I've been on a couple of dates with this really attractive guy. No sex yet, but we definitely have a sexual attraction (already made out on the couch, etc.). He's also very considerate (holding the door open for me, etc.)

The conversation is also generally good. There's the occasional awkward silence, but one of us always restarts the conversation quickly. We've also done some interesting things already (like bike rides, air hockey and mini-golf, plus some nice dinners).

The problem is, we haven't really gotten emotional. A few quick moments, but aside from the physical affection, I feel there is a tentativeness, or a barrier even, to talking about feelings (more so on his part).

Plus, I've been the one pursuing, so I'm doubly insecure (though he's always accepted right away to my offers).

So, am I overreacting -- is he just shy? Should I be concerned that there may be no chemistry? We are set to discuss a third date this Thursday, and I'm worried I may be forcing it. Thoughts?

OVERREACTING!!! lol best way to find out is to leave it for a while then c if he makes an effort to c u.ask u out etc

what kind of emotions are you talking about after a few dates of mini golf and air hockey???

It's only been a few dates, unless you've known each other for a while beforehand, this is nothing unusual.

its only your third date! overracting! he seems shy. dont worry about it. to test if he's really into it just sit back and let him persue you

im having some problems like this myself..but i would stop saying stuff..unless when he answers right away it seems even a little bit doubtful that he doesnt like you..i would stop if you even doubt it for a second..give him a chance to come out..since you already made a move thats good..he will soon..if neither of you did..i would say go for it.but i think he is just shy..i think he will come out eventually and if he doesnt like you he wont and you will know obviously..but if he is the one that wants another date that is also good! but if its you and he agreed he might like you..but all situations are different i would just say stop giving your input and give him some time..and ifa fter a couple months or a month nothing further happens be l ike look ilike you..do you like me ...or w/e..just if you dont like me like that let me know..and if he needs more time..well thats up to you if he needs more time..

I disagree. I think your hunch is onto something. Pretty much, if we know ourselves well and we know what we want, we pick up on cues that tell us whether or not we are compatible with someone or not.

Awkward moments of silence? Yup! That's a HUGE red flag! It's one thing to be shy/nervous around one another, but if there's this 'tense' feeling when it's quiet, it's a sign of incompatibility- for some reason, something in the ingredient is missing: that emotional connection, intellectual stimulation, or the physical chemistry's a little off (perhaps the pheromones just aren't clicking..)

Since you feel that the emotional part is lacking, you're probably right.

One thing you must remember, always trust your gut no matter what ANYONE says. After all, you know yourself BEST! Besides that, I had a situation similar to yours. The guy I dated was ABSOLUTELY handsome, we had a really strong physical attraction towards one another, but the emotional aspect just wans't there from get go. I tried to sweep it under the carpet and was in denail for 2 years. Then I woke up and realized, I listened to other people and my friends when I really should've listened to myself.

DATA PROVIDED >>
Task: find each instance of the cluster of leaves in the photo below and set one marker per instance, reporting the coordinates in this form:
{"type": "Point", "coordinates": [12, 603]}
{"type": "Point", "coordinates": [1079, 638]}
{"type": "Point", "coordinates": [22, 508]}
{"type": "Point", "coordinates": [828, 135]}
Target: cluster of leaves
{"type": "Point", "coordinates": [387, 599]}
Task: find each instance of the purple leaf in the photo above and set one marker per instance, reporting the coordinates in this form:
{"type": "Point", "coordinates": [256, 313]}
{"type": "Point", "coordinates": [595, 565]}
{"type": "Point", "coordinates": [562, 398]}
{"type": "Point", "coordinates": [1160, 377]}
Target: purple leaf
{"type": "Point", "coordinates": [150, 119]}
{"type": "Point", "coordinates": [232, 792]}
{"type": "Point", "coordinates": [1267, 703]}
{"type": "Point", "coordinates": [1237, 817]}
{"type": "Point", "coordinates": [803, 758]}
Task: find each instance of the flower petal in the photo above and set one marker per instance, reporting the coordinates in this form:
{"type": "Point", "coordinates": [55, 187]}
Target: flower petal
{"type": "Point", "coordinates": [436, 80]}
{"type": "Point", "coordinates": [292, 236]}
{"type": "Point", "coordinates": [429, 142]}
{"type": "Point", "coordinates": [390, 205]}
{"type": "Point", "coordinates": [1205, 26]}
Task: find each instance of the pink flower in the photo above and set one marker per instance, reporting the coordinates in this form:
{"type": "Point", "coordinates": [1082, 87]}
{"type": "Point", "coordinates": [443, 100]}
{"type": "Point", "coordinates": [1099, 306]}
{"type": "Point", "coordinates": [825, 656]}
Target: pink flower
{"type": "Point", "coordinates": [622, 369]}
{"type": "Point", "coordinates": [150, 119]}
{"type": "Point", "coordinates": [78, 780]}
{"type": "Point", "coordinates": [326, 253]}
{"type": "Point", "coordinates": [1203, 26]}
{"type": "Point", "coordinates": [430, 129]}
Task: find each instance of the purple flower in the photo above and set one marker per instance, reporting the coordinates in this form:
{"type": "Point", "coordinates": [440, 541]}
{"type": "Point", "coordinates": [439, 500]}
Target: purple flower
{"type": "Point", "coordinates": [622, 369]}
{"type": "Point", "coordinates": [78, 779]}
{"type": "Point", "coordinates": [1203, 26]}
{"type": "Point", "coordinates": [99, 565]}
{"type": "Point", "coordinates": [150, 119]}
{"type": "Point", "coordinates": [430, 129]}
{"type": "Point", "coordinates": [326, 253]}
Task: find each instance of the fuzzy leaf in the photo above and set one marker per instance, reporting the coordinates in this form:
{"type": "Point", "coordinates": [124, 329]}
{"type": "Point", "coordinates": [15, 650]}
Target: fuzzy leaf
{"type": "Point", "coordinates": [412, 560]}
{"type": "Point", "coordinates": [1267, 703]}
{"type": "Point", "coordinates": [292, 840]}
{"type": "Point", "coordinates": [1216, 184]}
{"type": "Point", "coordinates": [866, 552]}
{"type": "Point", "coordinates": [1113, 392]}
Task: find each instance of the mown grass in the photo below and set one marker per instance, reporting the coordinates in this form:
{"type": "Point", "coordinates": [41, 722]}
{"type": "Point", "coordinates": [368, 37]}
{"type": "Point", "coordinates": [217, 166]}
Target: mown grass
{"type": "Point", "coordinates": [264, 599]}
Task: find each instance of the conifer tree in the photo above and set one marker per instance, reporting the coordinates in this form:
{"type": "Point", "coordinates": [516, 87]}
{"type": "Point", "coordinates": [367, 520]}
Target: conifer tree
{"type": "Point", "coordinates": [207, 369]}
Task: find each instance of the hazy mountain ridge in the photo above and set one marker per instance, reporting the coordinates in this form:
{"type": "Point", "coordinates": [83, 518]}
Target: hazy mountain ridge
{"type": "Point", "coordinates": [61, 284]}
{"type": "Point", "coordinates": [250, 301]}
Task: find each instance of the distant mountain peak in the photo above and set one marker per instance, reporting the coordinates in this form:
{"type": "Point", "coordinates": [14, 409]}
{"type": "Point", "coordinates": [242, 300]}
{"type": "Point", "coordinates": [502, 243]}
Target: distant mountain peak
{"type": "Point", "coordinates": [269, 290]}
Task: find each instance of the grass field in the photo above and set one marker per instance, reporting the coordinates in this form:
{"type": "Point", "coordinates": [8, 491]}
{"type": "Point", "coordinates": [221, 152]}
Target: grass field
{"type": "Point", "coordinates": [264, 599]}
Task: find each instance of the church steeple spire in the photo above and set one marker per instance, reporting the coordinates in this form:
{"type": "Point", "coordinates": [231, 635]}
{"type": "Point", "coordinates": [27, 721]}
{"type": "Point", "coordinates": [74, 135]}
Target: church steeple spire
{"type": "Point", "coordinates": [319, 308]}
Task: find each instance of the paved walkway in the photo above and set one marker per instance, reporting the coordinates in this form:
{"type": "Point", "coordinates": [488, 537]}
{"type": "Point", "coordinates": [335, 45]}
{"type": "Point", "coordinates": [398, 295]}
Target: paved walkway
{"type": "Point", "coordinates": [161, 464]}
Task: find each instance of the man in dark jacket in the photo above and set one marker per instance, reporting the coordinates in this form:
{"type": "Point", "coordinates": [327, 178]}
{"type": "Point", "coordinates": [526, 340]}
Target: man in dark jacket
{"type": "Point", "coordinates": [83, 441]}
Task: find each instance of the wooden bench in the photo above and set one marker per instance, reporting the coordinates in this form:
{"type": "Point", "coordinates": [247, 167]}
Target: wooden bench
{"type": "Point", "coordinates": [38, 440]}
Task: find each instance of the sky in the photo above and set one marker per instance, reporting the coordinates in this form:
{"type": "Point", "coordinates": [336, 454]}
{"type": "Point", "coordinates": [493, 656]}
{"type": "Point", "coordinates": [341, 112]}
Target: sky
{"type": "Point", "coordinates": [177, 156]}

SHORT TASK 1 >> Copy the passage of the dating advice thread word for word, starting at "The conversation is" and ending at "on his part).".
SHORT TASK 2 >> Write the next part of the dating advice thread, picking up right after its final sentence.

REPLY 1 >>
The conversation is also generally good. There's the occasional awkward silence, but one of us always restarts the conversation quickly. We've also done some interesting things already (like bike rides, air hockey and mini-golf, plus some nice dinners).

The problem is, we haven't really gotten emotional. A few quick moments, but aside from the physical affection, I feel there is a tentativeness, or a barrier even, to talking about feelings (more so on his part).

REPLY 2 >>
So listen to yourself. All of your emotions are valid. Let it be your guide. In the end, your happiness matters.

enjoy it for what it is. expecting deep emotional talks this early into the relationship is just scary.

way too much pressure.

have fun with the guy. try to learn more about his life and how he spends his time away from work. still waters run deep so they say, so don't lose hope and think he is simply superficial.

it's way too early in the game to predict whether it will work out or not, so why do you need the emotional stuff at this point?

what if he's just not good at emotions? is he left handed? (sorry any lefties out there....)

enjoy what you've got. don't look so insecure. drop the desperation. have fun. if it's meant to be, it will happen!

in the meantime just enjoy each other's company, tell a few jokes, keep the conversation light. the time will come for deeper communication, but way too early now. you would just scare him off.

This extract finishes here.